- Vorliegender Text -
☆ ☆ ☆ ☆
Vom Feldversuch zum modernen Medium

Vom Feldversuch zum modernen Medium

Der Tschechische Rundfunk wird 90. Im Mai 1923 knackte es zum ersten Mal im Äther

15. 5. 2013 - Text: Till JanzerText: Till Janzer; Foto: Archiv ČRo

Es regnete in Strömen an diesem Samstagabend. Am Zelt der tschechoslowakischen Armee rüttelte der Wind. Helfer mussten die Planen festhalten, während nach einer kurzen Programmankündigung die Operndiva Růžena Topinková sang. Das alles spielte sich auf einem Acker nahe dem Militärflugplatz Kbely im gleichnamigen Prager Außenbezirk ab – der Sendebeginn als Feldversuch. Im Theater Sanssouci im Prager Zentrum hörten viele Neugierige die Übertragung. Glaubt man den Berichten der Zeitgenossen, dann war die Tonqualität kläglich. Es knackte und knisterte derart aus den Lautsprechern im Theater, als käme die Übertragung aus dem All und nicht vom Stadtrand. Der erste Rundfunkdirektor Miloš Čtrnactý wollte danach den ersten Sendetag am 18. Mai 1923 lieber vergessen. Es dürfte ganz in seinem Sinn gewesen sein, dass in den Anfangsjahren die Sendungen noch nicht fürs Archiv aufgezeichnet wurden.
☆ ☆ ☆ ☆
- Aufgelistete Datensätze -

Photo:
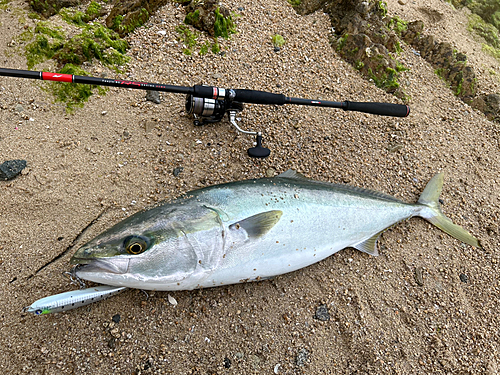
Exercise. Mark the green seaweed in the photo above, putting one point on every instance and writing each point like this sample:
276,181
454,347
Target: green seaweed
398,25
223,26
73,94
341,42
192,18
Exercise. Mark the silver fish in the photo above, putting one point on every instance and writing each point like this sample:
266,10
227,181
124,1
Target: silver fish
☆ ☆ ☆ ☆
- Aufgaben zur Übung -
a: Kannst du aus dem Text über die Anfänge des Tschechischen Rundfunks den Abschnitt wörtlich wiedergeben, der bei den Worten „Es regnete in“ einsetzt und nach „Archiv aufgezeichnet wurden.“ endet?
b: Wie könnte der Text über die Anfänge des Tschechischen Rundfunks nach seinem letzten Satz weitergehen? Schreib die Fortsetzung.

- Lösungen der Aufgaben -
a:
Es regnete in Strömen an diesem Samstagabend. Am Zelt der tschechoslowakischen Armee rüttelte der Wind. Helfer mussten die Planen festhalten, während nach einer kurzen Programmankündigung die Operndiva Růžena Topinková sang. Das alles spielte sich auf einem Acker nahe dem Militärflugplatz Kbely im gleichnamigen Prager Außenbezirk ab – der Sendebeginn als Feldversuch. Im Theater Sanssouci im Prager Zentrum hörten viele Neugierige die Übertragung. Glaubt man den Berichten der Zeitgenossen, dann war die Tonqualität kläglich. Es knackte und knisterte derart aus den Lautsprechern im Theater, als käme die Übertragung aus dem All und nicht vom Stadtrand. Der erste Rundfunkdirektor Miloš Čtrnactý wollte danach den ersten Sendetag am 18. Mai 1923 lieber vergessen. Es dürfte ganz in seinem Sinn gewesen sein, dass in den Anfangsjahren die Sendungen noch nicht fürs Archiv aufgezeichnet wurden.

b:
Was geschah, war indes historisch: Die Tschechoslowakei war das zweite europäische Land nach Großbritannien mit regelmäßigen Radiosendungen. Die damalige Sendestation nannte sich Radiojournal, 1933 bezog sie das heutige funktionalistische Gebäude in der Vinohradská-Straße oberhalb des Nationalmuseums in Prag. Später wurde der Tschechoslowakische Rundfunk daraus, und 1993 der Tschechische Rundfunk (ČRo). Seit drei Jahren ist Peter Duhan Generaldirektor der Medienanstalt. „Es ist faszinierend zu verfolgen, wie sich der Rundfunk im Laufe der Zeit gewandelt hat, von einer Sendestation mit einem sehr beschränkten Sendeumfang zur heutigen modernen öffentlich-rechtlichen Institution.“

Der Weg dahin war zunächst steil, teilweise auch dramatisch. Die dreißiger Jahre waren die goldene Zeit des Rundfunks, damals wurde auch mit den Auslandssendungen (unter anderem auf Deutsch) begonnen. Mehrmals stand der Rundfunk im Zentrum des historischen Geschehens. Am 5. Mai 1945 brach hier der Prager Aufstand gegen die deutschen Besatzer aus, und am 21. August 1968 umstellten die Truppen des Warschauer Pakts das Gebäude. Insgesamt sechs Jahre lang bestimmten die Nazis, was gesendet wurde, und jahrzehntelang nutzten die Kommunisten die Programme als Hauptpropaganda-Medium. Die politische Wende befreite die Redakteure und Mitarbeiter dann zwar von der Zensur, doch nun gab es erstmals Konkurrenz im Äther: durch die Privaten.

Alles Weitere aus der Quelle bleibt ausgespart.